• Objective 1
Based on the exam announcement below, decide whether each statement agrees with it. Answer yes or no for each, and quote the deciding words.
(a) The solutions to homework 9 have already been posted.
(b) Linear regression on Exam 3 comes from Section 5.3.
(c) Each exam problem resembles a homework problem from the past few weeks.

• Extract to read
---*---
Sorry this is a bit late; this week’s been crazy (this whole year’s been crazy, ask the holy spirit to save me, only difference from me and Ossie Davis, gray hair maybe).
Come to my office hours tomorrow for help and to pick up your homework 8.
The solutions to homework 9 are now posted.
To do well on Exam 3 you should know all about the following:
– Linear independence
– The span of a set of vectors
– col(A), row(A), null(A)
– Linear transformations
– The condition number of a matrix and what means (Section 3.5)
– Linear regression (Section 4.2)
– The pseudoinverse of a matrix and what it is used for (Section 5.3)
Types of problems are:
– Determine whether a vector is in the span of some set of vectors
– Determine whether a set of vectors forms a basis for a space
– Prove some given set S is a subset of R^n, or finding a counterexample to show that it is not
– Prove that some given transformation T is linear, or finding a counterexample to show that it is not
– Find solution sets to underdetermined, consistent systems
– Find bases for col(A), row(A), null(A)
– Find the dimension of a space
– Find the rank of a matrix
– Given enough information about A to find its condition number without too much calculation, find cond(A). Given error matrix E, explain what cond(A) tells us about the possible error in our solution to the system Ax = b
– Find q in a regression model y^ = qx
– Find q for a more complicated model by converting data into values that are linearly related (as in section 4.2 #7, 8)
– Set up the regression problem y = qx + r as Xw = y and find least-squares solution w = [q, r] = (pseudoinverse(X)) * (y)
– Given enough information about A to find its pseudoinverse, find the least-squares solution w to Aw = b (the previous bullet point is a special case of this problem)
The best way to study is to redo the homework problems without using the textbook or your notes. Every problem on the exam is similar to some homework problem from the past few weeks.
Saw this painting in the MoMA last week, thought it was pretty dope
The Red Sea, by Anselm Kiefer
---*---
• Exercise material
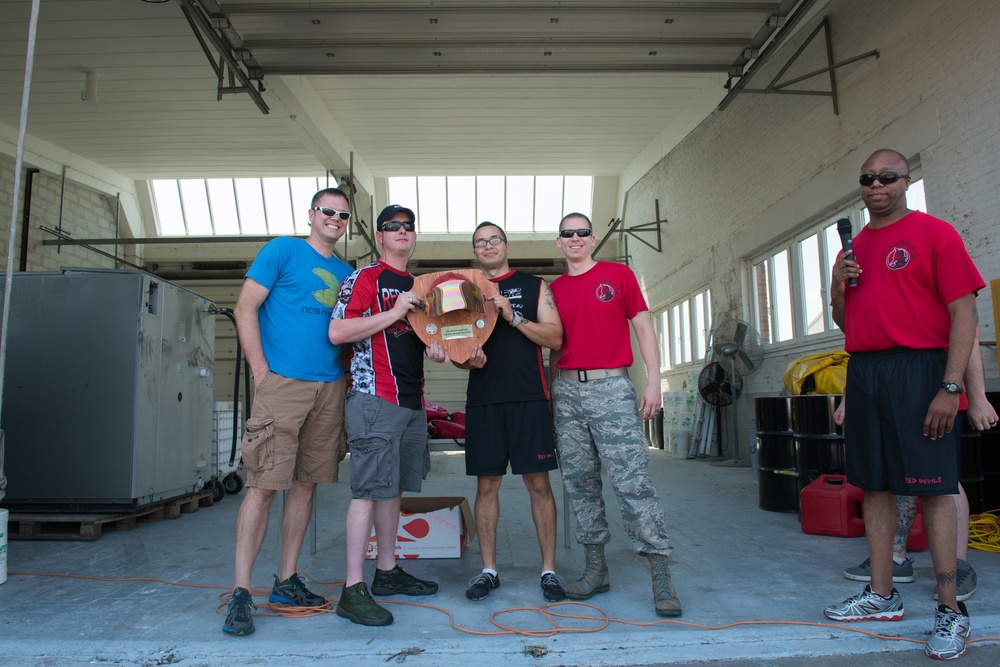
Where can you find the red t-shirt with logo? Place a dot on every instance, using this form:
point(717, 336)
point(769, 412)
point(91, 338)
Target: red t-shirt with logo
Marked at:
point(911, 270)
point(595, 308)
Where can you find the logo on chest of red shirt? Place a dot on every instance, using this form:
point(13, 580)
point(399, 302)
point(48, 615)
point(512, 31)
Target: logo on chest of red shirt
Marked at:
point(605, 291)
point(399, 327)
point(898, 256)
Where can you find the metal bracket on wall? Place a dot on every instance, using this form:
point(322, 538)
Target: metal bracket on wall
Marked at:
point(233, 57)
point(781, 88)
point(645, 228)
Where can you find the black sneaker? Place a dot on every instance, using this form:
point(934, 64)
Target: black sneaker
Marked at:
point(293, 592)
point(481, 585)
point(239, 620)
point(357, 605)
point(552, 589)
point(399, 581)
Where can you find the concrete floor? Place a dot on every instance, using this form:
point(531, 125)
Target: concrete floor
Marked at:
point(733, 563)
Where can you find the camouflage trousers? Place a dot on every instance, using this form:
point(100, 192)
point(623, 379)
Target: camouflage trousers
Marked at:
point(597, 422)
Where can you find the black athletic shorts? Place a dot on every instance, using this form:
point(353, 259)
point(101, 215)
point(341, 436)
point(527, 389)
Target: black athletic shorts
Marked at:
point(516, 433)
point(887, 396)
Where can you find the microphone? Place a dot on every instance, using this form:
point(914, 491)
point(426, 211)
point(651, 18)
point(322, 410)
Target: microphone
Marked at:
point(844, 229)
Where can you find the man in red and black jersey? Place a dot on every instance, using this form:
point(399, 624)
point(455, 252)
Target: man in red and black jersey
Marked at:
point(386, 423)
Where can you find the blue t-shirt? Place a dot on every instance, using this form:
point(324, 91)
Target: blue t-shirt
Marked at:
point(295, 317)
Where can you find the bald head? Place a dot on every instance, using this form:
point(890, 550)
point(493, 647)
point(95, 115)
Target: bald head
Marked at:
point(883, 155)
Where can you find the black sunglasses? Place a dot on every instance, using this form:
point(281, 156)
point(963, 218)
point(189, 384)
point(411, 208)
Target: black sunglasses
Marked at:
point(333, 213)
point(885, 178)
point(396, 225)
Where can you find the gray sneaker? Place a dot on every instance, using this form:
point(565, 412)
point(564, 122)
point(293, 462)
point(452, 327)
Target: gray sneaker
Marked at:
point(901, 574)
point(965, 581)
point(867, 606)
point(951, 630)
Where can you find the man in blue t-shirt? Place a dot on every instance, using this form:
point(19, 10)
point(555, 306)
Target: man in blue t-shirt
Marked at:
point(295, 435)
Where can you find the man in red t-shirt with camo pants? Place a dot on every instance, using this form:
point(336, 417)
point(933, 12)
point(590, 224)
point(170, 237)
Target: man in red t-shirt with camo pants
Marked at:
point(594, 411)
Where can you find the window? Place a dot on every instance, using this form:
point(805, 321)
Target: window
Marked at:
point(684, 329)
point(791, 281)
point(234, 206)
point(445, 204)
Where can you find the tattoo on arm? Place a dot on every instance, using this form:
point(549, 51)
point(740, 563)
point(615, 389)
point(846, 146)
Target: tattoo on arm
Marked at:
point(547, 297)
point(906, 513)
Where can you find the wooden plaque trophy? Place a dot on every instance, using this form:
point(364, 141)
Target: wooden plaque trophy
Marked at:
point(457, 311)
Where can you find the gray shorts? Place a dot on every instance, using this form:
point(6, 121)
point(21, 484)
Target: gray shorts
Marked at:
point(389, 450)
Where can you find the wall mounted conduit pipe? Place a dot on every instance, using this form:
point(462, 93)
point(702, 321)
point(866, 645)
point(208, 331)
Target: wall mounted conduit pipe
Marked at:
point(26, 219)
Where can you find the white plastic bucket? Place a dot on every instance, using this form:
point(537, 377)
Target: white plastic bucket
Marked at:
point(675, 401)
point(4, 515)
point(680, 441)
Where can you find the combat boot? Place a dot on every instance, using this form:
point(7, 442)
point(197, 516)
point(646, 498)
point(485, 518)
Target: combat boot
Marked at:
point(595, 575)
point(664, 595)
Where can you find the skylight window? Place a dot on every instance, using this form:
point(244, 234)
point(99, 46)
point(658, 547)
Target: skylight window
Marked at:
point(456, 204)
point(234, 206)
point(443, 204)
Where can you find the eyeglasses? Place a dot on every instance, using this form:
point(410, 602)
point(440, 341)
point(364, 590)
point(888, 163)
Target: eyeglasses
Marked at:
point(396, 225)
point(482, 243)
point(568, 233)
point(885, 178)
point(333, 213)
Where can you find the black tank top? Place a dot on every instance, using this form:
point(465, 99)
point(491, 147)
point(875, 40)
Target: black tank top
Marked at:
point(514, 371)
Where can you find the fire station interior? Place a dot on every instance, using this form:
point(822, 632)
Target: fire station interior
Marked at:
point(150, 148)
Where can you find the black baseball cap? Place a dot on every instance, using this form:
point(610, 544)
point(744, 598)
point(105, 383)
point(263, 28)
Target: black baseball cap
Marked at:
point(391, 210)
point(487, 223)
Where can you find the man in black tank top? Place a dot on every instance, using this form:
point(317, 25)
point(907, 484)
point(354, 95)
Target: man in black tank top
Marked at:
point(508, 420)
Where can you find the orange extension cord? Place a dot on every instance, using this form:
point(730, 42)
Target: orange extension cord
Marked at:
point(550, 612)
point(984, 531)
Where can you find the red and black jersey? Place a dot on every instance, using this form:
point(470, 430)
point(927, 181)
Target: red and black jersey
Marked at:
point(390, 363)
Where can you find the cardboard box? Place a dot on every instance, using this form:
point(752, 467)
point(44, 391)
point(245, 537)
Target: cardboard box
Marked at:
point(431, 527)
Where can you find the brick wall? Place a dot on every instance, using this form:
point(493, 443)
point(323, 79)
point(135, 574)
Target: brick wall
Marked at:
point(770, 164)
point(85, 214)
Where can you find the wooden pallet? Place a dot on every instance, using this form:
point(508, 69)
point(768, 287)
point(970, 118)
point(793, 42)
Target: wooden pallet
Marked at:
point(39, 526)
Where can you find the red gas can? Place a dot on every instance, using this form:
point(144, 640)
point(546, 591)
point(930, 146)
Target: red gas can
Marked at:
point(831, 506)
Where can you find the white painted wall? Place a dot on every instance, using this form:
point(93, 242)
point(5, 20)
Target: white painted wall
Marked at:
point(770, 164)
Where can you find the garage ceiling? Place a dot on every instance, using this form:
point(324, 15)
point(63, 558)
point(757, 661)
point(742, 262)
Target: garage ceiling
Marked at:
point(404, 87)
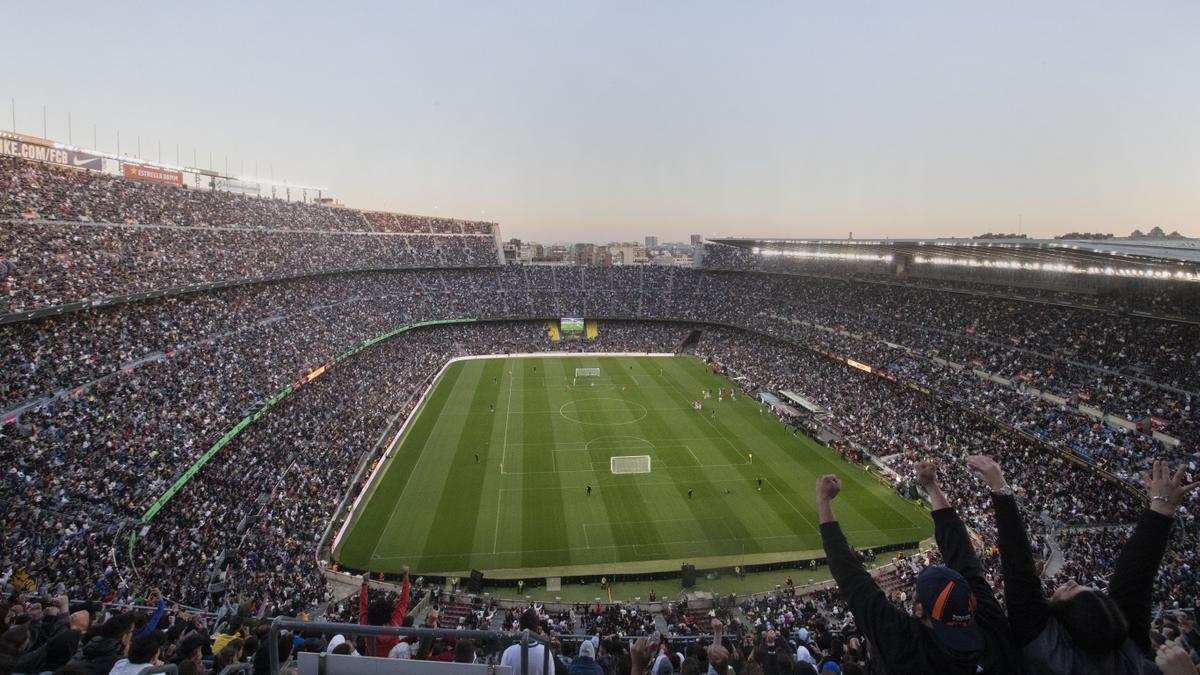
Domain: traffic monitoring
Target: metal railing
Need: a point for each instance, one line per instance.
(527, 639)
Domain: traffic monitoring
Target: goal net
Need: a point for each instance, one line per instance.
(630, 464)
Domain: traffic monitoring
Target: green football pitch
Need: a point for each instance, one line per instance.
(543, 435)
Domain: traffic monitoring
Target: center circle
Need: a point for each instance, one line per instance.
(603, 411)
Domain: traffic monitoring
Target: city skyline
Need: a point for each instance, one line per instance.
(613, 123)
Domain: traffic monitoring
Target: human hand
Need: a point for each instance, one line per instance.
(989, 470)
(1167, 491)
(1174, 659)
(828, 487)
(927, 473)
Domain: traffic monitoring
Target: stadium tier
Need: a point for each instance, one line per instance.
(222, 396)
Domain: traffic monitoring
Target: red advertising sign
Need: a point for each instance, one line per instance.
(151, 174)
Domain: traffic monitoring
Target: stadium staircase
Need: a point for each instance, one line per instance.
(451, 614)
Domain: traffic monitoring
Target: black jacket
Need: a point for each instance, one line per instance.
(101, 653)
(1044, 643)
(903, 643)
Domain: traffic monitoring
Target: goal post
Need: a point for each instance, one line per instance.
(630, 464)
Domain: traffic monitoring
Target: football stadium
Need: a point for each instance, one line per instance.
(576, 345)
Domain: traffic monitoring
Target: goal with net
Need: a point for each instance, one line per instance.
(630, 464)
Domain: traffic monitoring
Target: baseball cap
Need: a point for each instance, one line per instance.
(949, 604)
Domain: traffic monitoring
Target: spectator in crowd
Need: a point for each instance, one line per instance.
(143, 653)
(961, 627)
(537, 663)
(382, 613)
(1080, 628)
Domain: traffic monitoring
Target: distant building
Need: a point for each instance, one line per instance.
(628, 254)
(592, 255)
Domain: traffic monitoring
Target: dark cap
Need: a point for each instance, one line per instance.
(949, 604)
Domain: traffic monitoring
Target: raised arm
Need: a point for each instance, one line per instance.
(364, 592)
(889, 628)
(954, 543)
(1027, 609)
(397, 615)
(1133, 580)
(951, 533)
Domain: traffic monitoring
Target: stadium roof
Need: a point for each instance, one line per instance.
(1161, 258)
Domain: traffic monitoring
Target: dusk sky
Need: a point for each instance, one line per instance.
(613, 120)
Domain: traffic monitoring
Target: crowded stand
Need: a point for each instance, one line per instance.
(105, 407)
(41, 191)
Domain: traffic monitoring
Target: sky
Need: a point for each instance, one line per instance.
(611, 120)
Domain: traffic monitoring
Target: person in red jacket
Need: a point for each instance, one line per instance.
(382, 613)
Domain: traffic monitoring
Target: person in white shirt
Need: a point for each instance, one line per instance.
(537, 653)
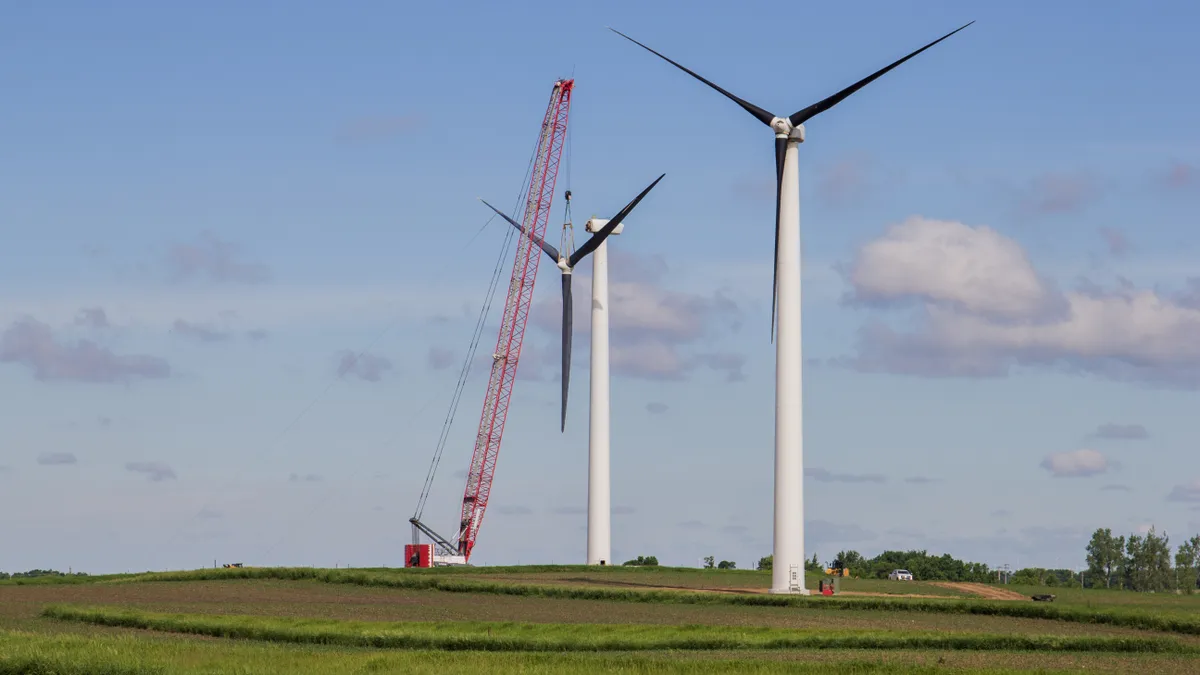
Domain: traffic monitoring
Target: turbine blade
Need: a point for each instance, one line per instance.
(594, 242)
(780, 154)
(550, 250)
(801, 117)
(568, 324)
(759, 113)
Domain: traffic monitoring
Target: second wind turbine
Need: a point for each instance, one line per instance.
(787, 568)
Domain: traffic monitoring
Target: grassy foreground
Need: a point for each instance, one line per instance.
(28, 653)
(1120, 616)
(587, 638)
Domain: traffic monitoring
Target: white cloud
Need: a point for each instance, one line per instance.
(1187, 493)
(984, 309)
(268, 306)
(946, 262)
(1075, 464)
(655, 332)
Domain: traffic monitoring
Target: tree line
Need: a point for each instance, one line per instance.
(33, 573)
(1141, 562)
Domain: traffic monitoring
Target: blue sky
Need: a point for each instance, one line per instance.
(999, 239)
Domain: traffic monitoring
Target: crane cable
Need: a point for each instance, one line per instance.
(459, 387)
(465, 372)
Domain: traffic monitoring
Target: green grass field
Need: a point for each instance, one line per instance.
(565, 619)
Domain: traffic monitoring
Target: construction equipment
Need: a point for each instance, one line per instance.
(538, 199)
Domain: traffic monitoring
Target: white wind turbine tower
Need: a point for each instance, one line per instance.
(599, 509)
(787, 571)
(599, 482)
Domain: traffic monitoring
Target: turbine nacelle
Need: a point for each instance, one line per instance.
(787, 130)
(597, 223)
(565, 263)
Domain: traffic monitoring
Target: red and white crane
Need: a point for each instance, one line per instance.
(544, 175)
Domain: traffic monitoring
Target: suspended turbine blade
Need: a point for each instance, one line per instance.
(550, 250)
(761, 114)
(780, 153)
(594, 242)
(801, 117)
(568, 324)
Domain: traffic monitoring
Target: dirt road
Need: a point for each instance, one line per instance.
(982, 590)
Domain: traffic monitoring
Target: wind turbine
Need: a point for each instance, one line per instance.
(787, 569)
(565, 264)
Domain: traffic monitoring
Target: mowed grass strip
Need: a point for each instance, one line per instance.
(431, 581)
(586, 637)
(29, 653)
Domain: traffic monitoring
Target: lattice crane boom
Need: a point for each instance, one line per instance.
(516, 314)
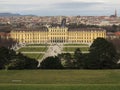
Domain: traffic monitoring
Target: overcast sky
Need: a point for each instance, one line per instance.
(61, 7)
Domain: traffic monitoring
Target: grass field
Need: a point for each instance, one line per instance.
(72, 49)
(76, 45)
(34, 55)
(37, 44)
(60, 80)
(33, 49)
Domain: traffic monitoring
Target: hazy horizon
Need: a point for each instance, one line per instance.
(61, 7)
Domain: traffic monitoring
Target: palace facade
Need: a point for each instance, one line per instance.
(57, 35)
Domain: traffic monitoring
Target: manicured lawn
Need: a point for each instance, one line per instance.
(33, 49)
(72, 49)
(37, 45)
(61, 77)
(60, 80)
(34, 55)
(76, 45)
(60, 87)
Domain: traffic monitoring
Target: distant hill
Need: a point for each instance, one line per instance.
(12, 14)
(9, 14)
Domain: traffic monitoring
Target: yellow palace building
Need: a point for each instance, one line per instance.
(57, 35)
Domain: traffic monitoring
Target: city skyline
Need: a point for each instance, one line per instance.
(61, 7)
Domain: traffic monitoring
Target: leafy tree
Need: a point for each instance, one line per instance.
(68, 60)
(78, 56)
(51, 63)
(102, 55)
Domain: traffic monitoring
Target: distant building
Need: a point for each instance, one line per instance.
(58, 35)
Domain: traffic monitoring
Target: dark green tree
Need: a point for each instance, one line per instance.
(78, 59)
(51, 63)
(102, 55)
(68, 62)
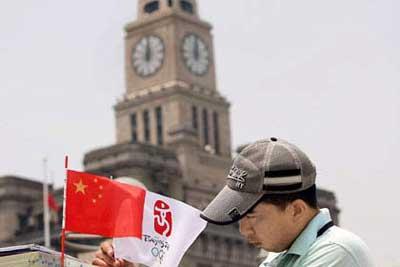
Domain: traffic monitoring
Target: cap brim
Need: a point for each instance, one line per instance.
(222, 209)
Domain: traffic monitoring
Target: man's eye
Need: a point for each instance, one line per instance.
(250, 215)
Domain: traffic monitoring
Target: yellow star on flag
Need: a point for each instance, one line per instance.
(80, 187)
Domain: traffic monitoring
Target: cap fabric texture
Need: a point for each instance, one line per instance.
(270, 166)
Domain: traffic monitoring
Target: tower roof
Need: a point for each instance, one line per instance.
(150, 8)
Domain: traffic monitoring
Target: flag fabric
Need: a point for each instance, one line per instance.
(98, 205)
(51, 200)
(148, 228)
(169, 228)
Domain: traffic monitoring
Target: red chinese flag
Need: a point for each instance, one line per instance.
(98, 205)
(53, 205)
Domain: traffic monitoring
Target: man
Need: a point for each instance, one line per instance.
(271, 190)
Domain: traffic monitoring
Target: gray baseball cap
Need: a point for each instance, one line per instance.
(269, 166)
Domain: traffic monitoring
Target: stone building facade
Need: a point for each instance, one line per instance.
(173, 135)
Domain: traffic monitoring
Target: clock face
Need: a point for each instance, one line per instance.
(195, 54)
(148, 55)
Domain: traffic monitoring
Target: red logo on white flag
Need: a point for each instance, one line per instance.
(162, 218)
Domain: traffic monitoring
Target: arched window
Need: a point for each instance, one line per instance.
(186, 6)
(195, 121)
(146, 124)
(205, 127)
(133, 128)
(151, 7)
(160, 140)
(216, 132)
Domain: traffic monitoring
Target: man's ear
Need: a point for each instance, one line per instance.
(298, 209)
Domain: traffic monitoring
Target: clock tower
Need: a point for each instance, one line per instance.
(171, 99)
(172, 124)
(168, 43)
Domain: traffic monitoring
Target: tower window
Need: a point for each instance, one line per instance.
(186, 6)
(151, 7)
(216, 132)
(205, 127)
(133, 128)
(195, 121)
(159, 126)
(146, 124)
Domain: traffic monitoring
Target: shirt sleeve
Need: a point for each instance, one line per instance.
(330, 255)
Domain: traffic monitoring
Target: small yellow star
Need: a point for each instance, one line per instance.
(80, 187)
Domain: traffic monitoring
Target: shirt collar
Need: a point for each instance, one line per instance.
(309, 234)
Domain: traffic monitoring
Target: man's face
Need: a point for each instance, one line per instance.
(269, 227)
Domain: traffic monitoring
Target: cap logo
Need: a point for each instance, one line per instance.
(239, 176)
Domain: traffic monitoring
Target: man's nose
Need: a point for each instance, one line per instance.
(244, 227)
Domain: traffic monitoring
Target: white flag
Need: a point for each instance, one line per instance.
(169, 228)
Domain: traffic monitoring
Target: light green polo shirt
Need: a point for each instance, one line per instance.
(334, 248)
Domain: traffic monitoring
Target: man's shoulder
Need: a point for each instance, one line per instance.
(341, 244)
(345, 239)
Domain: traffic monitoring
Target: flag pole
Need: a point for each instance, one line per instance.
(46, 218)
(64, 208)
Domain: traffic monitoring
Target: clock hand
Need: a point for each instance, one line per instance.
(148, 51)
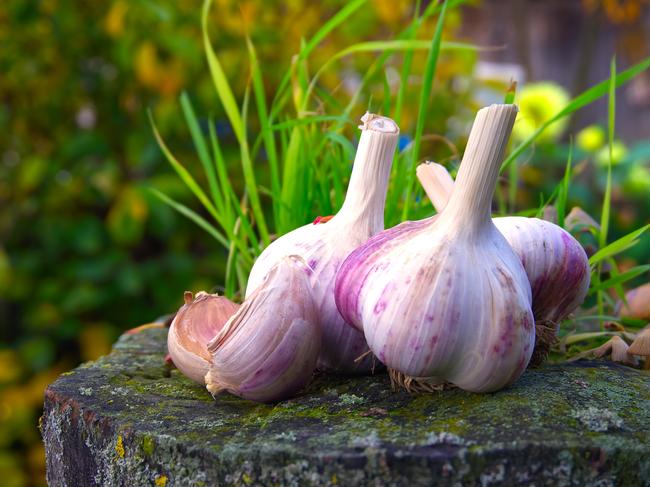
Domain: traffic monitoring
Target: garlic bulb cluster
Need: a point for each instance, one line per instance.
(555, 263)
(447, 298)
(194, 325)
(268, 350)
(325, 245)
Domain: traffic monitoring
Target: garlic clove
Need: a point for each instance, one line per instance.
(447, 297)
(268, 350)
(195, 324)
(325, 245)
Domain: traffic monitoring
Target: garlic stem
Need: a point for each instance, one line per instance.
(366, 196)
(437, 183)
(471, 200)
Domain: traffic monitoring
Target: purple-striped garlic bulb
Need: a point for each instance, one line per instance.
(325, 245)
(555, 263)
(447, 298)
(195, 324)
(268, 350)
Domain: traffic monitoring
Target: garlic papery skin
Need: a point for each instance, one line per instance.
(556, 264)
(268, 350)
(447, 298)
(196, 323)
(325, 245)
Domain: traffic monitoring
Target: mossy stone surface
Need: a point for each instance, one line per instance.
(128, 420)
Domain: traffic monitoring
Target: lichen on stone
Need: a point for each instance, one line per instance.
(142, 423)
(596, 419)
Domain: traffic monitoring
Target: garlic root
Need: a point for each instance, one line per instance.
(194, 325)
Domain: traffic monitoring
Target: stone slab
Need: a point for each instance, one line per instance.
(128, 420)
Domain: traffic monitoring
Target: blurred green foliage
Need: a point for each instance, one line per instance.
(86, 251)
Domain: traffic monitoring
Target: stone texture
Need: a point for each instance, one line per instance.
(127, 419)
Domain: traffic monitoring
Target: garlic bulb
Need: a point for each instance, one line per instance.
(268, 350)
(325, 245)
(447, 298)
(556, 264)
(195, 324)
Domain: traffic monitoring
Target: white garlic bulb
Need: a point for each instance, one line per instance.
(195, 324)
(268, 350)
(325, 245)
(447, 298)
(556, 264)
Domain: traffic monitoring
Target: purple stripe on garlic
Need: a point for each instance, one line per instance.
(324, 246)
(447, 297)
(556, 264)
(268, 350)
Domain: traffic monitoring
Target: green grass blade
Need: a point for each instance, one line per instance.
(202, 150)
(386, 48)
(619, 245)
(607, 199)
(406, 64)
(230, 106)
(219, 78)
(611, 121)
(222, 172)
(339, 18)
(560, 202)
(585, 98)
(429, 71)
(621, 278)
(195, 217)
(510, 93)
(294, 122)
(184, 174)
(265, 125)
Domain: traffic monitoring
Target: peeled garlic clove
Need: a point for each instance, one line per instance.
(324, 245)
(195, 324)
(447, 297)
(268, 350)
(556, 264)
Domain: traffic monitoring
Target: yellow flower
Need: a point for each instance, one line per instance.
(619, 152)
(591, 138)
(538, 102)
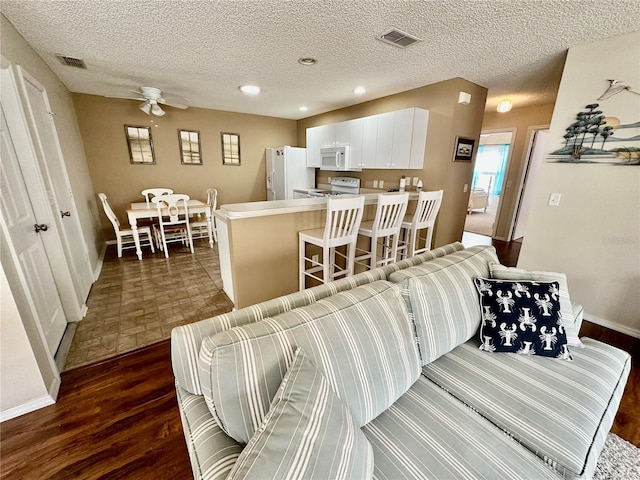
---*---
• Objective 2
In the entries, starting at their first line and ending at the line containing "point(597, 422)", swap every "Marked at:" for "Located at:" and give back those lines alone with nothing else changed. Leave the picture out.

• Full output 1
(a) Yes: "The solutions to homework 9 are now posted."
(b) No: "Linear regression (Section 4.2)"
(c) Yes: "Every problem on the exam is similar to some homework problem from the past few weeks."

• Full output 2
Where can you find the red t-shirt with logo? Place a dot on every instance, using this form:
point(717, 336)
point(769, 412)
point(91, 338)
Target: red t-shirt with logo
Located at:
point(911, 270)
point(595, 308)
Where can you find the logo on chest of red shirt? Place a dot on every instance, using this form:
point(13, 580)
point(399, 302)
point(48, 615)
point(512, 31)
Target: logo on chest of red shirt
Located at:
point(605, 291)
point(399, 327)
point(898, 256)
Where can you find the metal bracket on wall? Place a dot on every instance, using this form:
point(322, 538)
Target: metal bracket on wall
Located at:
point(233, 57)
point(781, 88)
point(645, 228)
Where can you find the black sneaker? Place a dot on every instance, using this form:
point(934, 64)
Target: black sneaker
Located at:
point(293, 592)
point(481, 585)
point(239, 620)
point(357, 605)
point(552, 589)
point(399, 581)
Where can you find the concrete floor? Place a dot on every instance, using this form:
point(531, 125)
Target: concrete floor
Located at:
point(733, 563)
Where can you find the camouflage trousers? Place a dot on every instance, using this form:
point(100, 192)
point(623, 379)
Target: camouflage trousers
Located at:
point(597, 422)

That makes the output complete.